### Document
begin

# The Great Escape



## jadeguppy (Jun 4, 2011)

I've had my first break out. A little male managed to jump out of a 5g bucket and is no where to be seen. I need to find him before my dogs do. Please tell me they tend to stay near te other mice and not wander into other rooms. Other than searching the room, all I can think to do is put a hamster cage out with food, water, and bedding and hope he stays there long enough for me to find him and close the door. Any other suggestions?


----------



## cjdelphi (Mar 23, 2011)

easiest solution is buy or make a humane trap.....


----------



## Lou-Fraser (Sep 19, 2009)

Yeah the humane trap works a treat, ive had success on a few occasions, the trick is to kind of gauge where u think mousey might be hiding and lay the trap in a suitable area, then its just a waiting game


----------



## Laigaie (Mar 7, 2011)

end

### Stated goal
Rewrite the forum thread's paragraph beginning "I've had my first break out" in fewer words, keeping its main facts.

### Data
begin

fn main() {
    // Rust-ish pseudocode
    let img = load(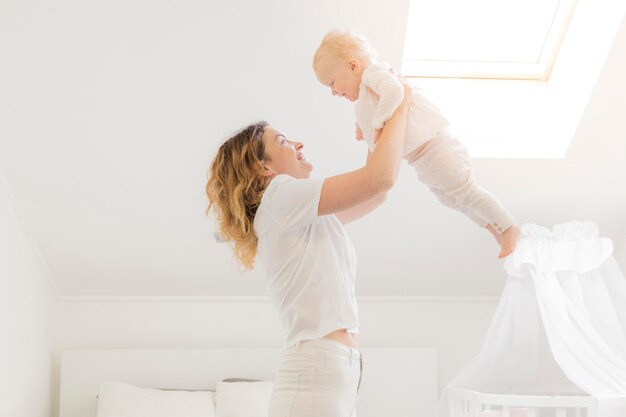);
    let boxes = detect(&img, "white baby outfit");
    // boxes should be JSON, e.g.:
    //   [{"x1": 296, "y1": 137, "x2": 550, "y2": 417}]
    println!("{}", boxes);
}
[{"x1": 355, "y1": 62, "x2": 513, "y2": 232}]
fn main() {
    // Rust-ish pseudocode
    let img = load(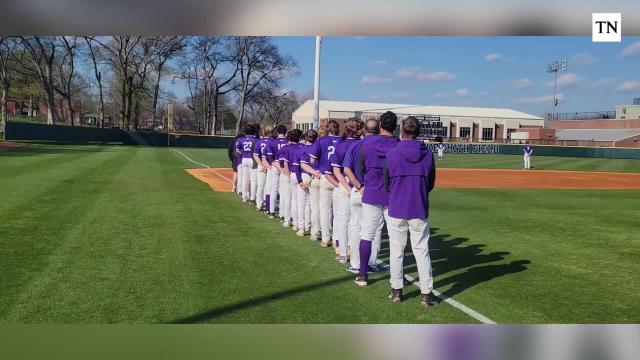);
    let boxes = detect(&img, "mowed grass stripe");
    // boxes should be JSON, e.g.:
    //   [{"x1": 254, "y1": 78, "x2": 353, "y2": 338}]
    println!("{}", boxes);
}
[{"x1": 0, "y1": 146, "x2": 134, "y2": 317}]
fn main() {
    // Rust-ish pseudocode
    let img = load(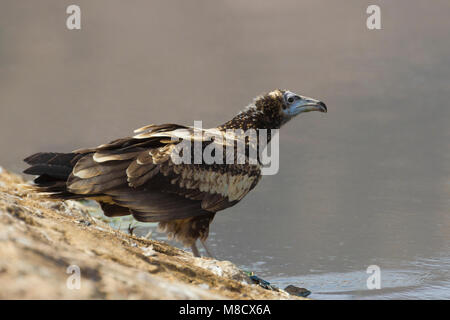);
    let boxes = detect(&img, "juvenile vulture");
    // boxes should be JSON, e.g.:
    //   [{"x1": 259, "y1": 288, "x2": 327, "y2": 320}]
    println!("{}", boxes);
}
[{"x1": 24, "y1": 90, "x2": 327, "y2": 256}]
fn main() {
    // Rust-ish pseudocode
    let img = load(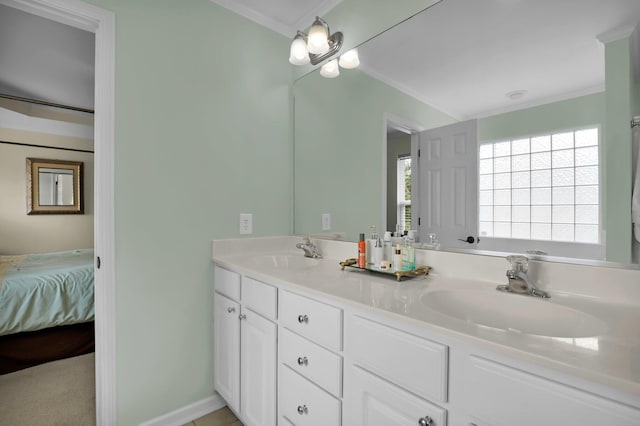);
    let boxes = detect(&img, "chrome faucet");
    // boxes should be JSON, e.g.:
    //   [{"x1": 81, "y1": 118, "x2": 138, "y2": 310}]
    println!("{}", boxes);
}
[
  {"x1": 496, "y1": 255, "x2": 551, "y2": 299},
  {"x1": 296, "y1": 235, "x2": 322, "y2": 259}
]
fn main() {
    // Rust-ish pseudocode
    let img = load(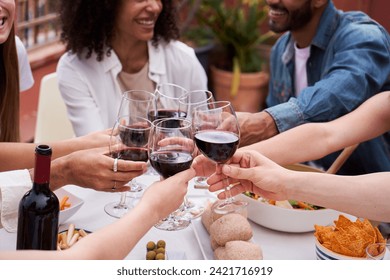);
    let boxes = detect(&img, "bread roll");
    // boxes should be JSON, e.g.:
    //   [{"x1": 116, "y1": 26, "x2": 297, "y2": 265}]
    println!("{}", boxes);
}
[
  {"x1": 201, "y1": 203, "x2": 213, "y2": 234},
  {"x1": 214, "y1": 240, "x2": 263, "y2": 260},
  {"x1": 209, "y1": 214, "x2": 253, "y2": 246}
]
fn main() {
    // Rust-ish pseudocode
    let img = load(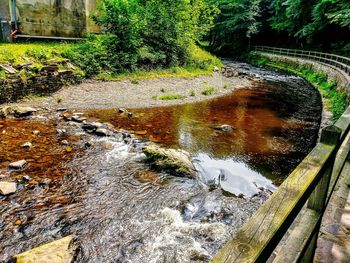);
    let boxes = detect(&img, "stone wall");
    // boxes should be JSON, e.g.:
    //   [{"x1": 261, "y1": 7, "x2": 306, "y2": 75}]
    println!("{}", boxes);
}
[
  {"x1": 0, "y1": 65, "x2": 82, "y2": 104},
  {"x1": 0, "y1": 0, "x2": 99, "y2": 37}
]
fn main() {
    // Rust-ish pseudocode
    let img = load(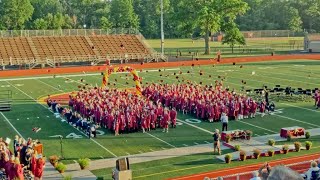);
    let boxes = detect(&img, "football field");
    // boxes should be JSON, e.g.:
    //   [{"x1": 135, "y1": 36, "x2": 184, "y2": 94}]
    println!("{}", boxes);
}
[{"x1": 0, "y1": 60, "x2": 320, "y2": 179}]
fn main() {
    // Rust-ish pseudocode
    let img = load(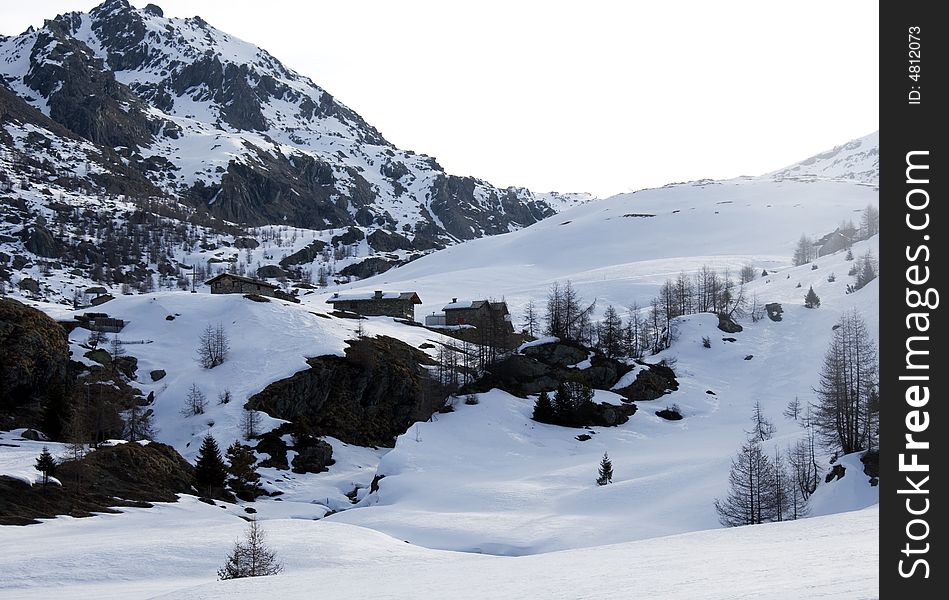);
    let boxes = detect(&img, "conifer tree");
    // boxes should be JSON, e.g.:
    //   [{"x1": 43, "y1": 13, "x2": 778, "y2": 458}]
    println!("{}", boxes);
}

end
begin

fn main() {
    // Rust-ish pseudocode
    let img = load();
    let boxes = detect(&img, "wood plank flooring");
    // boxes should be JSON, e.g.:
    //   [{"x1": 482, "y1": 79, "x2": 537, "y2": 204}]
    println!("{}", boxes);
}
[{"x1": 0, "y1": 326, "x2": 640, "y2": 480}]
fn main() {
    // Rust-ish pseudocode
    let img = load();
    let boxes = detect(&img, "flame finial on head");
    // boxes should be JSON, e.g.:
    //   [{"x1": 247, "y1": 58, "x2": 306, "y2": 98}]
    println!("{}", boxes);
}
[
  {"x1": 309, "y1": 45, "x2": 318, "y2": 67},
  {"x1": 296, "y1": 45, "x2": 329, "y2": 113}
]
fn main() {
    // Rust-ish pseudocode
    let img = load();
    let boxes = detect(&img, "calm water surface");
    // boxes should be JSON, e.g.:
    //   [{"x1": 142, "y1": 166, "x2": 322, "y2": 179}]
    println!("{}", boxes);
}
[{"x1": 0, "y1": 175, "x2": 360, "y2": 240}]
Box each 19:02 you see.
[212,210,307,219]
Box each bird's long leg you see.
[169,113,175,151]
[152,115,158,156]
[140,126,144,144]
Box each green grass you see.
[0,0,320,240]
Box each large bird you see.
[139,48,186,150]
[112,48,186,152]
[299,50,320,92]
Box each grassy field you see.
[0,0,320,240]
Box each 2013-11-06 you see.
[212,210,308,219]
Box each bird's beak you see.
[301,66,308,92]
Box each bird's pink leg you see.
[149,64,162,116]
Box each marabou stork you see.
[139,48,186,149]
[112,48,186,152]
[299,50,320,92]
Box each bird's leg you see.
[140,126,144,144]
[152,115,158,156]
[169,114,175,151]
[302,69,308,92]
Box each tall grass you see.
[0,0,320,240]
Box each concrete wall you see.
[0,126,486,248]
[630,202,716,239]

end

### Correct result
My first escape: a small male jumped out of a 5g bucket and has vanished, and I need to find him before my dogs do. I hope he stays near the other mice instead of wandering into other rooms. Besides searching the room, my only idea is to set out a hamster cage with food, water, and bedding. Then I'd hope he stays there long enough for me to find him and close the door. Any other suggestions?